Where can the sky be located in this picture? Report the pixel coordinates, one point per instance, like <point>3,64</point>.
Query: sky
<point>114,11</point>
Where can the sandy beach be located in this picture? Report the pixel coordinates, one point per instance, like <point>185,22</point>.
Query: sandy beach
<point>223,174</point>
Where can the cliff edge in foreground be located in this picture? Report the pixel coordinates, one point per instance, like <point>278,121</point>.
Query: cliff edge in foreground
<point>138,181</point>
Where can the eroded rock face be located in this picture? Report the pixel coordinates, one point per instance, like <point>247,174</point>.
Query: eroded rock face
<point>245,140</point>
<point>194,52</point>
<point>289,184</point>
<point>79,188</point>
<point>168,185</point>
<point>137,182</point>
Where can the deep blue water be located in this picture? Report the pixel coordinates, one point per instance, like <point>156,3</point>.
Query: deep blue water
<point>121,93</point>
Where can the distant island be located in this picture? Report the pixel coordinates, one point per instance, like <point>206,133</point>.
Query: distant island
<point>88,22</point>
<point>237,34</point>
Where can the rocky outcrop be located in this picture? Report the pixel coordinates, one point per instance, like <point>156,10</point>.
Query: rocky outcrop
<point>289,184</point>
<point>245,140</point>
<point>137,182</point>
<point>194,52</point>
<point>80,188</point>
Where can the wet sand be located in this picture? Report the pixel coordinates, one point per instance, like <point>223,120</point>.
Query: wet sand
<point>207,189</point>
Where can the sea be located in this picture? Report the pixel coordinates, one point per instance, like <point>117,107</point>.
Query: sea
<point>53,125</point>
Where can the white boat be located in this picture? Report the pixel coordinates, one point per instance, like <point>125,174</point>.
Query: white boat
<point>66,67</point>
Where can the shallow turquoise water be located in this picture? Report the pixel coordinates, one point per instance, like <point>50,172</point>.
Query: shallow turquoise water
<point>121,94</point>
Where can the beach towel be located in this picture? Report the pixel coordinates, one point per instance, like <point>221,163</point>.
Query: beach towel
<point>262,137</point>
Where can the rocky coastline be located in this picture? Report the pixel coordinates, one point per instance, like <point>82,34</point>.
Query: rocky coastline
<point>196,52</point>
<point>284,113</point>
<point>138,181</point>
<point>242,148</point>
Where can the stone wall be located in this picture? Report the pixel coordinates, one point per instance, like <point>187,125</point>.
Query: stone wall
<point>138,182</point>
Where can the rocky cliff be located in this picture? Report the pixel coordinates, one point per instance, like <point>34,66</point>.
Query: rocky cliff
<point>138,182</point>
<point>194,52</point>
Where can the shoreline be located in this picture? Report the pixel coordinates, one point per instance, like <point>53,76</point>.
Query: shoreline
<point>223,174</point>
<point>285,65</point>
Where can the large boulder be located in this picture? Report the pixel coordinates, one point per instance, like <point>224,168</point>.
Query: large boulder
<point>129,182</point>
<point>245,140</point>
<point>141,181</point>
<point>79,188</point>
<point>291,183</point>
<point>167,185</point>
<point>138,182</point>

- _GIVEN INSTRUCTION_: Reproduce all of the records above word for word, keeping every line in its original order.

- _THE SOLUTION_:
Where can the sky be located in this picture? Report the pixel coordinates, one point per instance, like <point>3,64</point>.
Query: sky
<point>114,11</point>
Where can the sandy beach be located in this picture? Report the pixel coordinates, one point per instance, like <point>185,22</point>.
Query: sandy beach
<point>223,174</point>
Where can the cliff edge in foreground be located in this picture? Report the pixel coordinates, one point per instance, like <point>278,121</point>.
Query: cliff edge in foreground
<point>138,181</point>
Where can the eroded rock face be located in this picture? Report the pixel coordinates, one point per instance, like <point>247,174</point>.
Query: eroded rock face
<point>245,140</point>
<point>194,52</point>
<point>289,184</point>
<point>79,188</point>
<point>168,185</point>
<point>137,182</point>
Where can the deep blue water be located in this picture? Report the pixel coordinates, one point per instance, like <point>156,3</point>.
Query: deep blue water
<point>121,93</point>
Where can the distant island be located in this picture? Report the pixel coordinates, one point per instance, like <point>206,133</point>.
Query: distant island
<point>88,22</point>
<point>237,34</point>
Where can the rocky outcrop be located in this picture? Report the pixel coordinates, one point per instance, like <point>156,10</point>.
Query: rocky outcrop
<point>289,184</point>
<point>245,140</point>
<point>137,182</point>
<point>194,52</point>
<point>80,188</point>
Where can the wet sand be located in this picture? Report the pixel coordinates, one point per instance, like <point>223,120</point>.
Query: wet sand
<point>207,189</point>
Where can the sea be located in this picture? Report the pixel coordinates, one point per instance, like <point>117,107</point>.
Query: sea
<point>53,125</point>
Where can the white boat be located in this picture? Report the pixel coordinates, one point per instance, like <point>125,174</point>.
Query: white boat
<point>66,67</point>
Where can the shallow turquoise water be located in this picture? Report the pixel coordinates, one point per instance, like <point>50,172</point>.
Query: shallow turquoise water
<point>121,94</point>
Where can the beach towel be located in this picture? Report the pixel coordinates, one point per instance, like <point>221,163</point>.
Query: beach towel
<point>262,137</point>
Where can the rocky coastline be located in this picture? Report the pixel coordinates, one point per instance, like <point>82,34</point>.
Query: rocky coastline
<point>196,52</point>
<point>284,113</point>
<point>138,181</point>
<point>242,148</point>
Where can the stone wall be located in this picture? Report the pixel coordinates, one point per instance, like <point>187,125</point>.
Query: stone wall
<point>138,182</point>
Where can the rocky cliff be located in this picture? Report the pixel coordinates, one point per instance, like <point>34,66</point>.
Query: rocky cliff
<point>138,182</point>
<point>194,52</point>
Where can the shoreline be located in this picture? Report the pixel coordinates, one point per instance, like <point>53,76</point>.
Query: shoreline
<point>223,174</point>
<point>285,65</point>
Where can the large boulder be located in this picture? Report the pixel coordinates, one point per instance, like <point>224,168</point>.
Query: large boulder
<point>129,182</point>
<point>245,140</point>
<point>141,181</point>
<point>79,188</point>
<point>291,183</point>
<point>167,185</point>
<point>138,182</point>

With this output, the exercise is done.